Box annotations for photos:
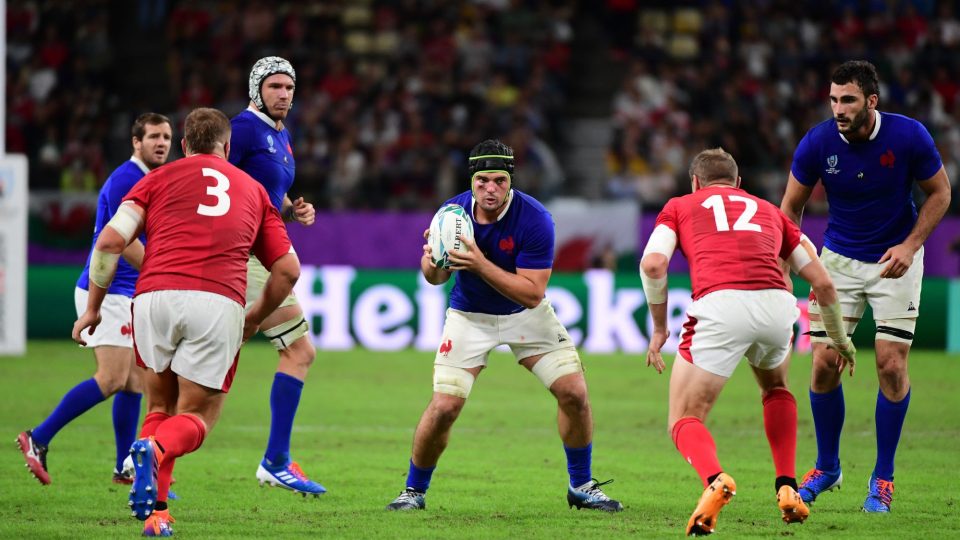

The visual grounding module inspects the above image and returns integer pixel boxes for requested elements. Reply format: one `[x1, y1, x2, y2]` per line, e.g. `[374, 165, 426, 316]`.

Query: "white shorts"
[809, 247, 923, 324]
[678, 289, 800, 377]
[244, 255, 297, 310]
[434, 299, 574, 369]
[73, 287, 133, 348]
[133, 291, 244, 392]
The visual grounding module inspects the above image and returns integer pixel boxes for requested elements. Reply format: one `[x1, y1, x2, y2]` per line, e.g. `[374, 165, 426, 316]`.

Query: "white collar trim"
[837, 109, 883, 144]
[130, 156, 150, 174]
[470, 188, 513, 221]
[247, 106, 283, 131]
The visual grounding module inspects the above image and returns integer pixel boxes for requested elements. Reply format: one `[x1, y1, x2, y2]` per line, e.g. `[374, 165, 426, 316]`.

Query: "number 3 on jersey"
[197, 167, 231, 217]
[700, 195, 760, 232]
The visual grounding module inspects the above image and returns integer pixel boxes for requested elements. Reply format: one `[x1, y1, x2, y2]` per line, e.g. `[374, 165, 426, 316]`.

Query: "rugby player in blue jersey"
[387, 140, 623, 512]
[17, 113, 173, 484]
[781, 61, 950, 512]
[229, 56, 326, 496]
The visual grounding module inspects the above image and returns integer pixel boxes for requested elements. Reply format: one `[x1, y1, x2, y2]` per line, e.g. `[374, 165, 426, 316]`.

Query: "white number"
[197, 167, 230, 217]
[700, 195, 760, 232]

Written request - Can you swap "white shorts" for "light-colored shorts" and write out everything from the start of the rows down to the line containing "[133, 291, 244, 392]", leaving the picture out and keeping everything else unchanged?

Written answer -
The visual grounding module inspects the above image and returns integer pixel boxes for requested elements. Reply format: one `[x1, y1, x2, y2]` per line, e.g. `[374, 165, 426, 316]`.

Query: "light-colored shorts"
[809, 247, 923, 324]
[678, 289, 800, 377]
[244, 255, 297, 310]
[434, 299, 574, 369]
[73, 287, 133, 348]
[133, 291, 244, 392]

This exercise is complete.